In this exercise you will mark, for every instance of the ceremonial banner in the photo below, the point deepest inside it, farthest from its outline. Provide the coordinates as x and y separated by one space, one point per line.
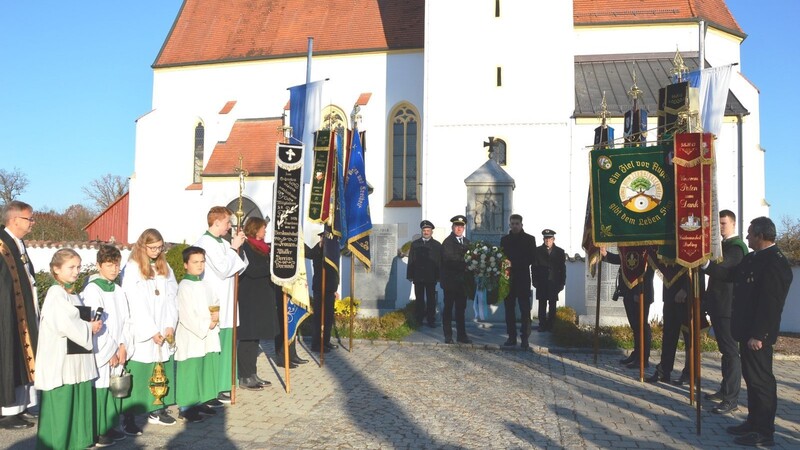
286 201
322 181
603 138
632 196
356 197
693 217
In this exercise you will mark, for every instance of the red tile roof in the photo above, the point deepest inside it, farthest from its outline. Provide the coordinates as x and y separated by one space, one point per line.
208 31
587 12
254 140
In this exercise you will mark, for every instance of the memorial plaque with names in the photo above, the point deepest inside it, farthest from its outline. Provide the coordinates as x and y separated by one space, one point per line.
377 289
288 182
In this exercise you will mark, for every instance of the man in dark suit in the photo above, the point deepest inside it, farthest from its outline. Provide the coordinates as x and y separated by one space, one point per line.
719 303
423 271
318 257
519 247
19 322
630 299
761 283
549 272
454 279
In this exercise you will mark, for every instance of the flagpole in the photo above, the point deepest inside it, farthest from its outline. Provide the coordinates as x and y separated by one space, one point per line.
352 294
597 312
286 342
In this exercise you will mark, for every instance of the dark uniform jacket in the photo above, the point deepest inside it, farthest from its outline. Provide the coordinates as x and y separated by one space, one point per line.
454 268
424 261
719 294
761 284
520 249
636 291
549 272
13 371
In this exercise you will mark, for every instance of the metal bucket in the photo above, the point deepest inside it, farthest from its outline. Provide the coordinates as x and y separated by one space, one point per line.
120 385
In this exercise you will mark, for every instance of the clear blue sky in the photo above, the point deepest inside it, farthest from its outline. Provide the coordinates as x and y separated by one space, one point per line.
76 75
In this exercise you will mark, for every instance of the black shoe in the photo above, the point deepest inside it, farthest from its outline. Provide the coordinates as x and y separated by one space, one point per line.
684 378
214 403
14 423
29 416
191 415
207 410
279 362
755 440
725 407
635 364
116 435
741 429
104 441
250 384
261 381
129 426
294 359
657 376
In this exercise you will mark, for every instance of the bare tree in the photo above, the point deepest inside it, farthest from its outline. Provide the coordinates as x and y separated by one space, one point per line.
105 190
12 183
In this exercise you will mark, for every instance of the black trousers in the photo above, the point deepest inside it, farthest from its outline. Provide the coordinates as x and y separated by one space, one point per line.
521 296
632 311
246 357
762 391
674 314
330 297
425 308
458 301
731 363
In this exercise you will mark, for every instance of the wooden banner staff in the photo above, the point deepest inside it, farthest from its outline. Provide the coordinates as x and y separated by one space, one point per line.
242 172
696 355
352 294
286 371
641 325
597 312
322 309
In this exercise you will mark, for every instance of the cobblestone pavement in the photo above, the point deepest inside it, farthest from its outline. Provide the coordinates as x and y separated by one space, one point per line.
424 394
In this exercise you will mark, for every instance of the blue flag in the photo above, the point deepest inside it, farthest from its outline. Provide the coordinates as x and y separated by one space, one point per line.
359 223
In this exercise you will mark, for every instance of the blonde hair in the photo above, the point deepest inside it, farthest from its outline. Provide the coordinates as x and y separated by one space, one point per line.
218 213
139 254
60 258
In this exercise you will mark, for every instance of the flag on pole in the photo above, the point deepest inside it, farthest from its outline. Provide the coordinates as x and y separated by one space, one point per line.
305 106
359 223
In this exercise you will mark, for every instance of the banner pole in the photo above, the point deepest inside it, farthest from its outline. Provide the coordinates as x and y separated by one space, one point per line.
597 312
352 295
286 342
697 355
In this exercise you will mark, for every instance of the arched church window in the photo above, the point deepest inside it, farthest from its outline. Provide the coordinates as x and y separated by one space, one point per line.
199 143
404 158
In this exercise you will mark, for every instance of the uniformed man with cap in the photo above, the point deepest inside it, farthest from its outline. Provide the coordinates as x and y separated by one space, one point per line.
423 270
520 248
549 273
454 279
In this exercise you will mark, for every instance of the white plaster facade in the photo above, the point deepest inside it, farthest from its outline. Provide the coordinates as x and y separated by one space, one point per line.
452 85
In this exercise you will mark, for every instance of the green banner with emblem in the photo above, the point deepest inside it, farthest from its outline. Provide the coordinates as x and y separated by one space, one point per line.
633 196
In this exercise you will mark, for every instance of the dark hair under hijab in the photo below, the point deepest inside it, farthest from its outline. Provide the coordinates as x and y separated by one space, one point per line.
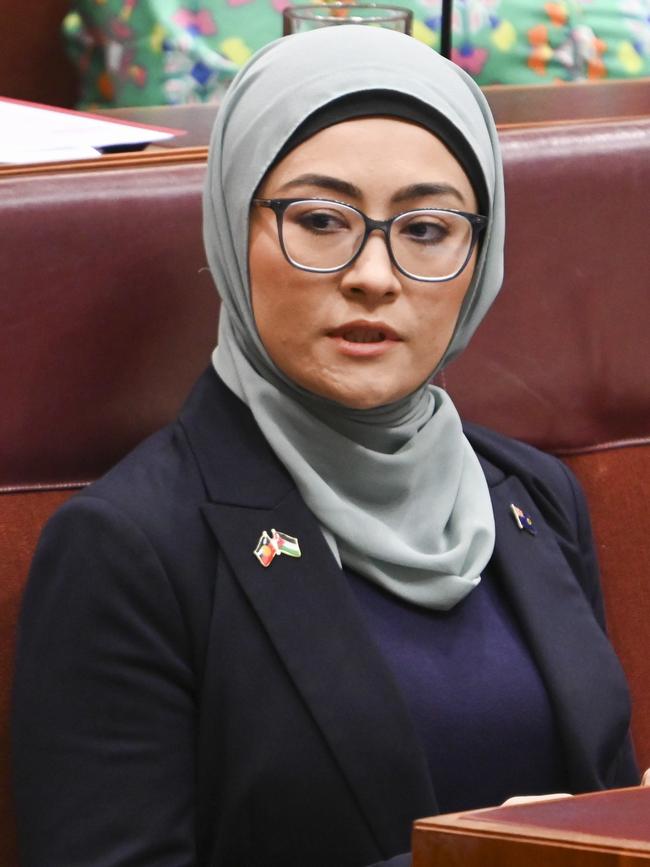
390 104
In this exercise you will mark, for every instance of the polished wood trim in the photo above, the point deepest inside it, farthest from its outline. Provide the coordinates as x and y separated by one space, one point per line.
139 160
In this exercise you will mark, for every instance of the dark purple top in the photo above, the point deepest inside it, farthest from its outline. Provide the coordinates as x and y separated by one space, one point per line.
474 693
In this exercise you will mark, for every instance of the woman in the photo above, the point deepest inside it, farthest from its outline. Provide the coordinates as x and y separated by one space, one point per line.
312 609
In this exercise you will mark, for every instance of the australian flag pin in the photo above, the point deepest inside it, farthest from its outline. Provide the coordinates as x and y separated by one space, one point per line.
272 544
523 521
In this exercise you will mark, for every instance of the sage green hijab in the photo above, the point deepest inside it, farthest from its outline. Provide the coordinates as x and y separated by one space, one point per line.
398 491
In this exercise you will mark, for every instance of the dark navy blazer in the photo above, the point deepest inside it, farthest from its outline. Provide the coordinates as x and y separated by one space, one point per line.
177 704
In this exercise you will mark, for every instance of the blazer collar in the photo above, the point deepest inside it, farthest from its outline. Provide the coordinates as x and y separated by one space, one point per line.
310 614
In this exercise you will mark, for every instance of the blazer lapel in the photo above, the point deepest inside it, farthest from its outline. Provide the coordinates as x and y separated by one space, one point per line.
584 679
312 618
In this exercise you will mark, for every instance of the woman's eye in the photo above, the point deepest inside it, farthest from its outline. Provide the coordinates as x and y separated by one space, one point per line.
425 231
322 221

-.-.-

What is needed: Could you restate the material word for word, omitting the pictures?

Solution to the problem:
In this exercise you will mark, for every instance of the ceremonial banner in the photo below, the point deepest inside it, farthest from its outline. Provide the coordinates as x and y separated by one space, one point per line.
286 201
322 181
603 138
632 196
356 197
693 217
In this exercise you will mark, for every instance of the red tile roof in the photo above, the point deepest inside it, farthest from its outline. Provide the coordinates as x and y separated by one space, one point per line.
208 31
587 12
254 140
In this exercise you will mark, for every instance of the memorial plaque with names in the photo above, the point deepest inside it, farthest from its outline. Provide the coordinates as x and y separated by one space, one point per line.
377 289
288 182
In this exercise you will mark, for every instance of the man in dark suit in the photo above, the point deepest inside it, farthest from its outline. Provide the coordinates as x and y separated by one space, one point per line.
719 303
423 271
318 257
519 247
19 322
630 299
761 283
549 272
454 279
In this exercise you will mark, for every instance of the flagpole in the photo above, the point deepest inside it, farthest from its outline. Provide the coordinates as x and y separated by one space, one point per line.
352 294
597 312
286 342
In this exercise you will mark, for every instance of the dark uniform jacket in the photo above, the point deepest inside it, farthest from its outline. Provide the coordinates as x and y separated by one space, one point per line.
454 268
424 261
719 294
761 284
520 249
636 291
549 272
13 371
In this exercise you will mark, for every instance of the metal bucket in the photo above, the point deepest inside it, farthest from its outline. Provide the coordinates as x and y separated by one space, one point per line.
120 385
In this exercise you will mark, for every instance of the clear blue sky in the photo above, the point deepest inside it, farthest from its outline. Provide the coordinates as x and y separated by one space, one point per line.
76 75
In this exercise you will mark, for every instance of the black shoe in the photo above, the point deepest inside it, farthest from its outline. Provide the coordinates as x and y separated by one space, one point per line.
684 378
214 403
14 423
29 416
191 415
207 410
279 362
755 440
725 407
635 364
116 435
741 429
104 441
250 384
261 381
129 426
294 359
657 376
In this exercise you will mark, for every instance of the bare tree in the photo above, the point deepest inside it, farthest from its outline. Provide the coordinates as x and y separated by one space, one point per line.
105 190
12 183
In this exercise you will mark, for every instance of the black trousers in the photo above, the point deepest inside it, farthest from its outline. Provide the coordinates as x and y separated by one space, one point per line.
521 296
632 311
246 357
762 391
674 314
330 297
425 308
458 301
731 363
In this exercise you will mark, for every instance of the wooden banner staff in the photo above, the point deepest inside it, farthest from its outline. Provide the coordinates as x and y separated by one space, one point per line.
242 172
696 355
352 294
286 371
641 325
597 312
322 309
In this exercise you will mark, for every instance of the cobblestone pavement in the photo above, the point deepest inside it, farthest from its outline. Provide the coordinates as x and y separated by one space, one point per line.
424 394
In this exercise you will mark, for every instance of the blue flag in the photo above, the point deepest inside it, farthest from its outline. Provide the coordinates as x and y separated by one space, one point per line.
359 223
In this exercise you will mark, for every instance of the blonde hair in the photo above, the point deepest inside it, farthest from its outline. Provide the coordinates as x and y separated by one space, one point per line.
218 213
139 254
60 258
In this exercise you will mark, for every instance of the flag on pole in the photo above, the point deepest inside it, farthest from its outline. Provide the coordinates as x and y separated by one space, one point per line.
305 106
359 223
In this exercise you will mark, for every instance of the banner pole in the photo above, the point deepest inside it, farthest from its outline. Provide the coordinates as x and y separated by one space, one point per line.
597 312
352 295
286 342
697 355
In this exercise you will mark, for every instance of the arched church window in the photo above, the point deepest inside it, farthest from its outline. Provide the coordinates as x and y separated by one space, one point per line.
199 143
404 158
In this exercise you will mark, for every instance of the uniformed man with cap in the photo above, the point deepest inside it, farthest from its outline. Provide the coordinates as x and y separated by one space, one point per line.
423 270
520 248
549 273
454 279
In this exercise you will mark, for every instance of the white plaster facade in the photo above, the point deepest inside it, farthest from its outline. Provide the coordinates as x and y separated by one space, one point per line.
452 85
In this exercise you will mark, for every instance of the green banner with emblem in the photo above, the point deepest inside it, farthest from its outline. Provide the coordinates as x and y separated by one space, one point per line.
633 196
In this exercise you will mark, for every instance of the dark hair under hijab in the photo below, the point deepest inside it, farthest from its outline. Provide the coordinates as x and y separated by one space, one point per line.
390 104
In this exercise you will mark, for every instance of the polished wood trim in the photo above, the point deepest inside it, farthest from its outline. Provide the coordinates as x and y separated by one space, one point per line.
139 160
In this exercise you will mark, for every instance of the dark purple top in the photo above, the point deepest inside it, farthest from its outline. Provide the coordinates as x and y separated by one space, one point per line.
474 693
In this exercise you will mark, for every instance of the woman in the photo above, the point deepest inside it, farthest from its outline. Provide the coordinates as x and y separated by one space, one point per line.
312 609
In this exercise you will mark, for every instance of the australian flag pin in the photo above, the point deepest inside it, farthest from its outline. Provide the coordinates as x and y separated by one space, one point per line.
272 544
523 521
In this exercise you will mark, for every instance of the sage green hijab in the photo above, the point deepest inside it, farthest from its outline. Provide the coordinates as x and y separated by one space, one point per line.
398 491
In this exercise you will mark, for every instance of the dark navy blazer in the photo above, the point deepest inside it, farthest from its outline. Provide the coordinates as x and y separated by one space, one point per line.
177 704
In this exercise you will mark, for every instance of the blazer collar in the photo above, the point deepest inside it, farthest from its outline. Provide the coordinates as x and y separated by one space, one point per line.
310 614
In this exercise you will mark, for every instance of the blazer lapel in the photo above, the point deepest inside it, farthest from its outline. Provide the coordinates as x and y separated by one space, one point per line.
584 679
312 618
In this exercise you will mark, for every instance of the woman's eye in the photo above, the point deepest inside it, farthest from its outline. Provide the coordinates as x and y separated by one space, one point per line.
425 231
322 221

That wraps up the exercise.